## 課題文
┌──

千恵さんは、奇跡的に乳がんの治療後、妊娠し、出産します。出産まで、決してスムーズだったわけではなく、たくさんの葛藤があったのです。そしてそのたびに、たくさんの人との出会いとその支えがあったのです。その中には、福岡県早良区の高取保育園の西福江園長や、ホールフード(マクロビオティックだけに固執するのではなく、地球の環境のために生き方をただそうとする考え)のタカコ・ナカムラさん、患者との信頼関係を基に代替療法を行っている医師(本の中では「ブラック・ジャック」といっている)たちとの出会いにより、生活習慣、特に食習慣を徹底的に見直していきました。闘病中に始めた千恵さんのブログに、その様子が書かれています。決してそれを他人に勧めようというものではありません。この本の中には、記録として書かれているブログの内容と、病と闘うために、生活を改め、治療を行い、その中に気持ちの浮き沈みがあり、時に子どもに当たってしまい、当たってしまったことに落ち込み、いつも応援してくれる夫信吾さんとも、常に良い関係ではなく、お互いに苛立ちを感じることなどが、信吾さんの目線で書かれています。「QOL(quality of life)」という言葉をよく耳にしますが、「生活の質」を上げるのは、闘病中の人にとっては、容易いことではないのです。

└──

## 作業指示
上の課題文を、一字一句変えずに全文そのまま書き出してください。

## 元データ
┌──

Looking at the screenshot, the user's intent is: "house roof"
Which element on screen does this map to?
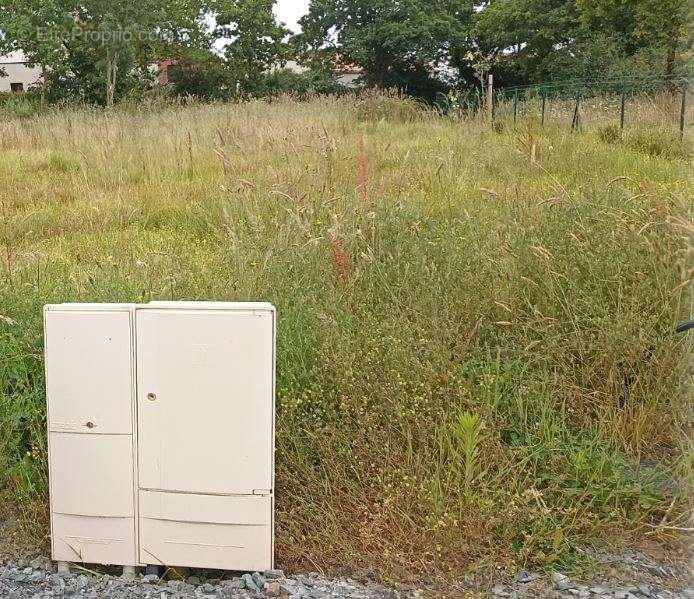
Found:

└──

## 回答
千恵さんは、奇跡的に乳がんの治療後、妊娠し、出産します。出産まで、決してスムーズだったわけではなく、たくさんの葛藤があったのです。そしてそのたびに、たくさんの人との出会いとその支えがあったのです。その中には、福岡県早良区の高取保育園の西福江園長や、ホールフード(マクロビオティックだけに固執するのではなく、地球の環境のために生き方をただそうとする考え)のタカコ・ナカムラさん、患者との信頼関係を基に代替療法を行っている医師(本の中では「ブラック・ジャック」といっている)たちとの出会いにより、生活習慣、特に食習慣を徹底的に見直していきました。闘病中に始めた千恵さんのブログに、その様子が書かれています。決してそれを他人に勧めようというものではありません。この本の中には、記録として書かれているブログの内容と、病と闘うために、生活を改め、治療を行い、その中に気持ちの浮き沈みがあり、時に子どもに当たってしまい、当たってしまったことに落ち込み、いつも応援してくれる夫信吾さんとも、常に良い関係ではなく、お互いに苛立ちを感じることなどが、信吾さんの目線で書かれています。「QOL(quality of life)」という言葉をよく耳にしますが、「生活の質」を上げるのは、闘病中の人にとっては、容易いことではないのです。